* _Exercise brief_
Please return only the lines from the one holding "Query: rocky ground" through the one holding "[[115, 36], [61, 152], [26, 146]]", exactly as they appear in the records below, both ends included.

[Collected data entries]

· · · · ·

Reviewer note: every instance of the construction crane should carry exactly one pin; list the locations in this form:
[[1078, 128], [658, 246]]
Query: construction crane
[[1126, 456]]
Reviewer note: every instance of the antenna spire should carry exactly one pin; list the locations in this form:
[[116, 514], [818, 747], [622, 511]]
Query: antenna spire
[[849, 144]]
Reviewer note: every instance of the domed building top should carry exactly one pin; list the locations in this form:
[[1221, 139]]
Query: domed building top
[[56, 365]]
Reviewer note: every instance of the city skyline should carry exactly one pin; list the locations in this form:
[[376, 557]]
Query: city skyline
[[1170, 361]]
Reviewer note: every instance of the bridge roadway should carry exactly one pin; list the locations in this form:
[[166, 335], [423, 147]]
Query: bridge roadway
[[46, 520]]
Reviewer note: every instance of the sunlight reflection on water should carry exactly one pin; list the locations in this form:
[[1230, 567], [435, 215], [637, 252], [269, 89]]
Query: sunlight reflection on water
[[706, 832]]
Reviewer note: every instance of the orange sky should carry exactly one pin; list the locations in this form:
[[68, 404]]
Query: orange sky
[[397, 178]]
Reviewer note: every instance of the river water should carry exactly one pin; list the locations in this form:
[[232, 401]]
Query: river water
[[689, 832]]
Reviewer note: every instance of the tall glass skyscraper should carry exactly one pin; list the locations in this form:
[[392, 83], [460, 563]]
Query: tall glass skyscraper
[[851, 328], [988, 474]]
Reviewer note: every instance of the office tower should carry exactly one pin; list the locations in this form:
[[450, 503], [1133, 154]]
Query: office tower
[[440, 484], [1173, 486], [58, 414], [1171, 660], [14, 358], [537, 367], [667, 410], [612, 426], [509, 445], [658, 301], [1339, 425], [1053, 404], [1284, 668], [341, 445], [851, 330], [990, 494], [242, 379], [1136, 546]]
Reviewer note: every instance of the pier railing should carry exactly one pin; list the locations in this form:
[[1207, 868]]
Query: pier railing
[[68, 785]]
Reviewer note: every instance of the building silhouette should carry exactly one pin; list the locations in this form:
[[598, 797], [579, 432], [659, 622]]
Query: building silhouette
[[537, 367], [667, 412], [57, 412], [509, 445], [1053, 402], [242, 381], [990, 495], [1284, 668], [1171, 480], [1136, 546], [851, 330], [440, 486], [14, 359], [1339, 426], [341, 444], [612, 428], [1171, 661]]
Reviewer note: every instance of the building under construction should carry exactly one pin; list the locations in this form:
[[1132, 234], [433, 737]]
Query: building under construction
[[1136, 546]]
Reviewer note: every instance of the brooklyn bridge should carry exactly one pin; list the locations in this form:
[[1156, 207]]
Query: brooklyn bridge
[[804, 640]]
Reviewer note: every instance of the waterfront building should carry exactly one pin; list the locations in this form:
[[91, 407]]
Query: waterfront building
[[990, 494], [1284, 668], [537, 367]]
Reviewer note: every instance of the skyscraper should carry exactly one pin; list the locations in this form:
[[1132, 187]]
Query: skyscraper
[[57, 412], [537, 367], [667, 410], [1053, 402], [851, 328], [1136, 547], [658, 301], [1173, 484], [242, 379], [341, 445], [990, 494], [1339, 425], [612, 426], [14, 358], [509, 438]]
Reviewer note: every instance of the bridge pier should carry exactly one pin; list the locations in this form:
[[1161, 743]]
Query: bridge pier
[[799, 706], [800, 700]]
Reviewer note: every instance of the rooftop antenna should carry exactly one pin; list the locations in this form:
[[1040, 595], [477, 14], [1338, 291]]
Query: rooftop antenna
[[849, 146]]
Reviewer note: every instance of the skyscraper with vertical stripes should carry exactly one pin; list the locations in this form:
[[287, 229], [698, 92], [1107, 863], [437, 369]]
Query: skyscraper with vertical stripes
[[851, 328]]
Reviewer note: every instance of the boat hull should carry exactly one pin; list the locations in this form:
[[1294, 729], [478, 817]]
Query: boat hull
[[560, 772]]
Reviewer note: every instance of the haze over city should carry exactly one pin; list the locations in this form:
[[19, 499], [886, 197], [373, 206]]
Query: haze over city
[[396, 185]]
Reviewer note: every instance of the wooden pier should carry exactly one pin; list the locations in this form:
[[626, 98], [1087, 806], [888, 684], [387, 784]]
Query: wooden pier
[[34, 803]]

· · · · ·

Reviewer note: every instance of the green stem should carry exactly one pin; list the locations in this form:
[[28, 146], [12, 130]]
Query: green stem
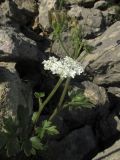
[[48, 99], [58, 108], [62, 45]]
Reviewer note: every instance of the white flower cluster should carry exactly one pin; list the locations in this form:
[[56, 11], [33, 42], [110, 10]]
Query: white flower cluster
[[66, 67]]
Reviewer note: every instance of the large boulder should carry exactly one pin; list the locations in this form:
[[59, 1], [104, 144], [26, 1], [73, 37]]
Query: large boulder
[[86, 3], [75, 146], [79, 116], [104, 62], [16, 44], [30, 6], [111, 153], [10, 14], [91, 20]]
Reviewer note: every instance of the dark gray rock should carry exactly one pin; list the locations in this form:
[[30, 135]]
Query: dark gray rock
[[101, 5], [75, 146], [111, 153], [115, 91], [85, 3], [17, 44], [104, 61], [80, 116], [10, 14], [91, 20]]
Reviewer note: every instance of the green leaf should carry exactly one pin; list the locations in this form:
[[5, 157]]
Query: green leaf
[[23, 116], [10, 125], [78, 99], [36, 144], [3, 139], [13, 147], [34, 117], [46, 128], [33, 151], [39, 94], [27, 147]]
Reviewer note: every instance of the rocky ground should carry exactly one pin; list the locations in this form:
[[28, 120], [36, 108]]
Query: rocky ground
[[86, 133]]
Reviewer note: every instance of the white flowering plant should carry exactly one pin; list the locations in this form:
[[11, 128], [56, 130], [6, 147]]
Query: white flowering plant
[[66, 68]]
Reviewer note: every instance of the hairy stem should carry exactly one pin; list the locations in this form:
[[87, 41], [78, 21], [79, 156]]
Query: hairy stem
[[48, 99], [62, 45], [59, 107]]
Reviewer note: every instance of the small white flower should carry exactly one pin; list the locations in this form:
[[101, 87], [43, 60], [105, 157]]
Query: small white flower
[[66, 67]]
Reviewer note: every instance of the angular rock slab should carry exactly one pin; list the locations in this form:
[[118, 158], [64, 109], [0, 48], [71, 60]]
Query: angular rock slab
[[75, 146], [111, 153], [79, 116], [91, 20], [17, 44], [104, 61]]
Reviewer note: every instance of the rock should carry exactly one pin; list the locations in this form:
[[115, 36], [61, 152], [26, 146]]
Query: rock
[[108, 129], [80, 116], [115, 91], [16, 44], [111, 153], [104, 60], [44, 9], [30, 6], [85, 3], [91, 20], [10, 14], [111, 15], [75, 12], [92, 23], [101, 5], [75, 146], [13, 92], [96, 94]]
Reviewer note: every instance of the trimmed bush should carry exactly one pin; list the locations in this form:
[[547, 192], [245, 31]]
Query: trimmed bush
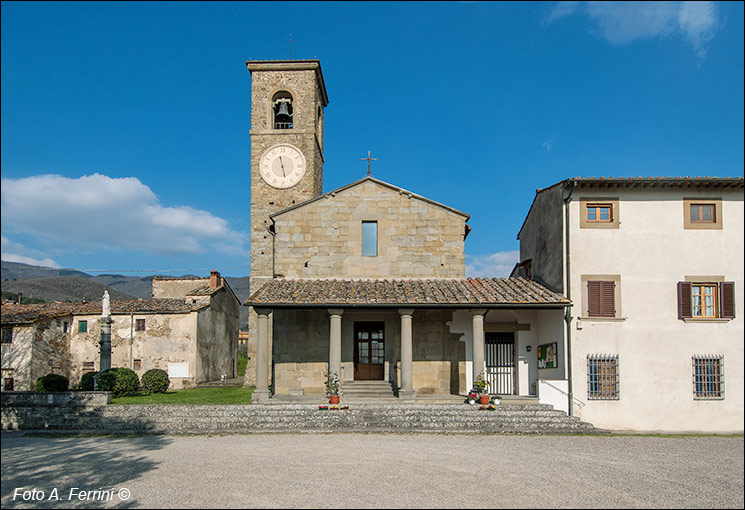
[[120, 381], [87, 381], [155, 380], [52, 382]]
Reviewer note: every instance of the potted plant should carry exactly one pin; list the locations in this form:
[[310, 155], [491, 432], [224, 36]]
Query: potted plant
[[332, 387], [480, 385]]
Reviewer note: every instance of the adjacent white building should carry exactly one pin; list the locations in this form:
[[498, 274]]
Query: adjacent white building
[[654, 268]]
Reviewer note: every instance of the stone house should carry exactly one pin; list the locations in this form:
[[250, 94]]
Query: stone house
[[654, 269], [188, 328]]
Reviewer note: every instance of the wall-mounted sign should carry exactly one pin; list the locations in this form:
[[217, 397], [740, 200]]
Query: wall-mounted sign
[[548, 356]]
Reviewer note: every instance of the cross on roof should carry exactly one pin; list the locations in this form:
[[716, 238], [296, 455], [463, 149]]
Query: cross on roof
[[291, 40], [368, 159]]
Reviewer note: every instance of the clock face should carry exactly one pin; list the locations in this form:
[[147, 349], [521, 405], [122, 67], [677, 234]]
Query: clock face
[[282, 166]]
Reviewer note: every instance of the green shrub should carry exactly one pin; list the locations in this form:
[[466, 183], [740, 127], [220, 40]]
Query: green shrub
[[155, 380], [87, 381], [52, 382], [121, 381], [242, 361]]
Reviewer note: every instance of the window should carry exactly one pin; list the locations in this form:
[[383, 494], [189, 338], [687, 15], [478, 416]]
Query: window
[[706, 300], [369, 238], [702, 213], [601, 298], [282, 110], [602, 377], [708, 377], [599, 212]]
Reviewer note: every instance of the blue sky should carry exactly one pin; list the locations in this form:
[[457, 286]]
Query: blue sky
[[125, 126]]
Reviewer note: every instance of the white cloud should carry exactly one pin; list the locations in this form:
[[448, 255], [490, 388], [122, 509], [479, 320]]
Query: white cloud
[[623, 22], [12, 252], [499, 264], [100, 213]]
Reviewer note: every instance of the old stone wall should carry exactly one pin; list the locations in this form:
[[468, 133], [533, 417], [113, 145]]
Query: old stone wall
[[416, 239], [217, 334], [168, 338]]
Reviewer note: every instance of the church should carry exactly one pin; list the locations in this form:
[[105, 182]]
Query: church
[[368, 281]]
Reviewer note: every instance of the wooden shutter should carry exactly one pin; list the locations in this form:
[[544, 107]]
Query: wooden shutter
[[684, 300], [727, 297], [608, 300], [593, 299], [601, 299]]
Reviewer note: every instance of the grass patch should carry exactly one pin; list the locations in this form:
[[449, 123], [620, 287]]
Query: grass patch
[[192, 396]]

· · · · ·

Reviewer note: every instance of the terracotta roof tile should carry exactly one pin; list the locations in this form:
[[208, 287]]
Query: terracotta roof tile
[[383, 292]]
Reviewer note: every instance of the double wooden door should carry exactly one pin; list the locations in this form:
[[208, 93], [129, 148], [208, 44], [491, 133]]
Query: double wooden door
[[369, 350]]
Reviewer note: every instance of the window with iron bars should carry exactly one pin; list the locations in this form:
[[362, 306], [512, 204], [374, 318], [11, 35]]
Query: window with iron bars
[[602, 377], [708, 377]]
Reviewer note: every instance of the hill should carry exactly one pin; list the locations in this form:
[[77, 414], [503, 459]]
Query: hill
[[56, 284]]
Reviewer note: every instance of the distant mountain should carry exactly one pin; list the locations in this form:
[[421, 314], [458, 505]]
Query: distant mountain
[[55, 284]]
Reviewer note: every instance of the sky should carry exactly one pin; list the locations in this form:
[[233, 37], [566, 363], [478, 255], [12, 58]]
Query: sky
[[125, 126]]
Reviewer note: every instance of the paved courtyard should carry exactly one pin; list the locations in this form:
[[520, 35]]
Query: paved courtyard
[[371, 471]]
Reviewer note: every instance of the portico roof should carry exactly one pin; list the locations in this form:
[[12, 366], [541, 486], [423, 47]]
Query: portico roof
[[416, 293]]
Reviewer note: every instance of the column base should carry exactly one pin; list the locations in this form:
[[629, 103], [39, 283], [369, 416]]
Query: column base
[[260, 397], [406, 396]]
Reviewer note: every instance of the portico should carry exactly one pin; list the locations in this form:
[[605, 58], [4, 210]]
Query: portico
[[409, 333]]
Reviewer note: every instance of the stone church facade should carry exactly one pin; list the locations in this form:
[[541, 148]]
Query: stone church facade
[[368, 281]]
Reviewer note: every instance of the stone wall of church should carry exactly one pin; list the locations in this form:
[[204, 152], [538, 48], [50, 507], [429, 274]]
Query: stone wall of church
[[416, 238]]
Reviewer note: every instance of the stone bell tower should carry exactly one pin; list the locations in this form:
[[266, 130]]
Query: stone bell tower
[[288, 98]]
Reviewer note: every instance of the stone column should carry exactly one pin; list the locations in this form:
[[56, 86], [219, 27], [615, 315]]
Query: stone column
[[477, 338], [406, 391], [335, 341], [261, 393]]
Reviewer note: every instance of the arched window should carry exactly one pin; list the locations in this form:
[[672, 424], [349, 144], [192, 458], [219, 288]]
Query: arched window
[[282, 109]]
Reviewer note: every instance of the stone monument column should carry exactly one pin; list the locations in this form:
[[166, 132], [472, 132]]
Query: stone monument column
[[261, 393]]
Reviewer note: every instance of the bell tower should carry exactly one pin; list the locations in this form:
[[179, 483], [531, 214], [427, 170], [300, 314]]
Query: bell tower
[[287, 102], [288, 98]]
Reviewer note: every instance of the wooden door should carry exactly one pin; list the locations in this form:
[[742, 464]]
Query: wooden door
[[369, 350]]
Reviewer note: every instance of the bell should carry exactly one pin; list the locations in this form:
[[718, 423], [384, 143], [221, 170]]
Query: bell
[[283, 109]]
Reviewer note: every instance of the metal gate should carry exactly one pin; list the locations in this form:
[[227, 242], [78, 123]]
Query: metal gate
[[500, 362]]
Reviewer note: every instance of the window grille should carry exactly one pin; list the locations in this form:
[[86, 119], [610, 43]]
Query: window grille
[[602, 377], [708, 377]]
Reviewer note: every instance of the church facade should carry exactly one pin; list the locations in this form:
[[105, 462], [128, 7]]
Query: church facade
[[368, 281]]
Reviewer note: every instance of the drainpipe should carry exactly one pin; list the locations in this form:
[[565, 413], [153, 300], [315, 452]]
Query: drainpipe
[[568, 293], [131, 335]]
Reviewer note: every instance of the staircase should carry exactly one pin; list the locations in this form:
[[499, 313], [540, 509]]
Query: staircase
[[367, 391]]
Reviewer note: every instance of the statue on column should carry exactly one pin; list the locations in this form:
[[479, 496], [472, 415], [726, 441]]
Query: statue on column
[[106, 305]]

· · · · ·

* _Answer to this problem_
Query: rocky ground
[[86, 133]]
Reviewer note: every instance of the white flowering plant should carry exactly one pin; list the locations in this form:
[[11, 128], [56, 130], [6, 147]]
Query: white flowering plant
[[66, 68]]
Reviewer note: every instance of the hairy stem should carry exactly one pin; list the locations in this form:
[[87, 41], [78, 21], [79, 156]]
Query: hairy stem
[[48, 99], [62, 45], [59, 107]]
Reviewer note: every instance of the small white flower should carry exactly one pin; list the locations in this form:
[[101, 87], [43, 60], [105, 157]]
Query: small white flower
[[66, 67]]
Reviewer note: every instance of the angular rock slab should carry exactly one pin; list the locations in this form:
[[118, 158], [64, 109], [0, 48], [71, 60]]
Query: angular rock slab
[[75, 146], [111, 153], [79, 116], [91, 20], [17, 44], [104, 61]]
Reviewer note: every instance of the rock should carry exactly one pin; list the locations in this form:
[[115, 36], [61, 152], [26, 146]]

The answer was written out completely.